:: LA CONSIGNE ::
Relevez toutes les catégories de salariés détenteurs d'un mandat citées dans la phrase du texte sur le management des délégués syndicaux qui commence par « Qu'ils soient délégués ».

:: TEXTE SOURCE ::
>>>

Dans de nombreuses entreprises, les managers ne savent pas quelle posture adopter face aux salariés détenteurs d’un mandat dans leur équipe.
Qu’ils soient délégués ou représentants syndicaux, élus CSE ou représentants de proximité, leurs droits, revendications, manières de communiquer ou de transmettre des informations peuvent s’avérer déconcertants et, si le manager le vit ou le gère mal, détériorer le climat social dans une équipe.
Nos 30 ans de conseil nous ont souvent prouvé que ces salariés détenteurs d’un mandat électif ou désignatif ont souvent beaucoup à apporter au manager et que des relations sociales en entreprise peuvent bel et bien être constructives.
Forts de nos 30 ans d’expertise en relations sociales, nous partageons donc nos conseils avec vous pour bien manager un Délégué Syndical (DS) pour atteindre la performance collective.
Quelle est la différence entre un délégué syndical et un représentant syndical ?
La principale différence entre le délégué syndical et le représentant syndical est le fait que le délégué a été élu (par au moins 10% des suffrages lors des élections professionnelles) et bénéficie donc du monopole de négociation des accords collectifs et est membre du CSE (uniquement dans les entreprises qui comptent entre 50 et 300 salariés). Il a donc un crédit d’heures pour exercer son mandat.

<<<

:: DONNÉES FOURNIES ::

>>>

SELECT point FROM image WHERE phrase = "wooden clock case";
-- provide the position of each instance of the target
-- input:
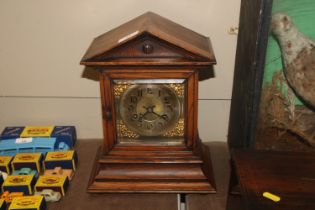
(151, 47)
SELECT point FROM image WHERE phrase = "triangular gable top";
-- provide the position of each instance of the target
(156, 26)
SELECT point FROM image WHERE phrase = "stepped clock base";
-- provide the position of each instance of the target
(180, 172)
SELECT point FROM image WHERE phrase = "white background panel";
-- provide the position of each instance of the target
(43, 41)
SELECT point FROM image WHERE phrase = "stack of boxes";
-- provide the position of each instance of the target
(31, 173)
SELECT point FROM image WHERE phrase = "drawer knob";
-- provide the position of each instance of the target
(147, 48)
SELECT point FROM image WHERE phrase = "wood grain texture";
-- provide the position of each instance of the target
(249, 66)
(157, 26)
(289, 175)
(157, 49)
(78, 199)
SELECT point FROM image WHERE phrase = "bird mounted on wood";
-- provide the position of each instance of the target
(298, 53)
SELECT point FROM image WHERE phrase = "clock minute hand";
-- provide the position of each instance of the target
(164, 116)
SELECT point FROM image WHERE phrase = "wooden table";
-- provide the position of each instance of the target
(290, 175)
(77, 198)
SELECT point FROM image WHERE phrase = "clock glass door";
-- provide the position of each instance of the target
(150, 111)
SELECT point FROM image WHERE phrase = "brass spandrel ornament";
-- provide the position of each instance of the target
(149, 72)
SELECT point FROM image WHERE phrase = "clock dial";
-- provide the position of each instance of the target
(150, 109)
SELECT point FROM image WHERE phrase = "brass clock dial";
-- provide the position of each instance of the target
(150, 109)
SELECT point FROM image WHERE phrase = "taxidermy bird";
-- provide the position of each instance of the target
(298, 53)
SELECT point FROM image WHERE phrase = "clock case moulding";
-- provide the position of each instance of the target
(151, 47)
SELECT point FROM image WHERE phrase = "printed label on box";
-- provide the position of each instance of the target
(27, 202)
(20, 183)
(37, 131)
(23, 140)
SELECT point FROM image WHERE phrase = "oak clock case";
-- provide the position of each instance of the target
(149, 73)
(150, 111)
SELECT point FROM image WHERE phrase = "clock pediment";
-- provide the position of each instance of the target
(150, 40)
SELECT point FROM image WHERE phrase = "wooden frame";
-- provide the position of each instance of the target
(174, 53)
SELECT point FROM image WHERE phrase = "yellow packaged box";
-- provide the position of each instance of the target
(53, 182)
(2, 204)
(20, 183)
(28, 203)
(64, 159)
(37, 131)
(27, 160)
(5, 164)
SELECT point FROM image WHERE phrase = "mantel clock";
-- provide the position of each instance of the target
(149, 71)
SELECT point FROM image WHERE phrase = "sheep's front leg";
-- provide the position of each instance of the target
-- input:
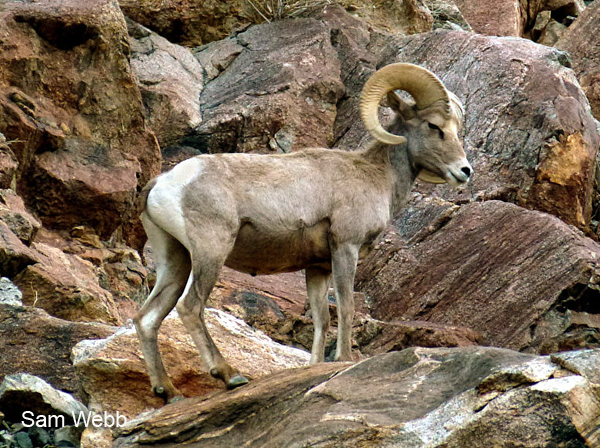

<<<

:: RÉPONSE COMPLÈTE ::
- les délégués syndicaux
- les représentants syndicaux
- les élus CSE
- les représentants de proximité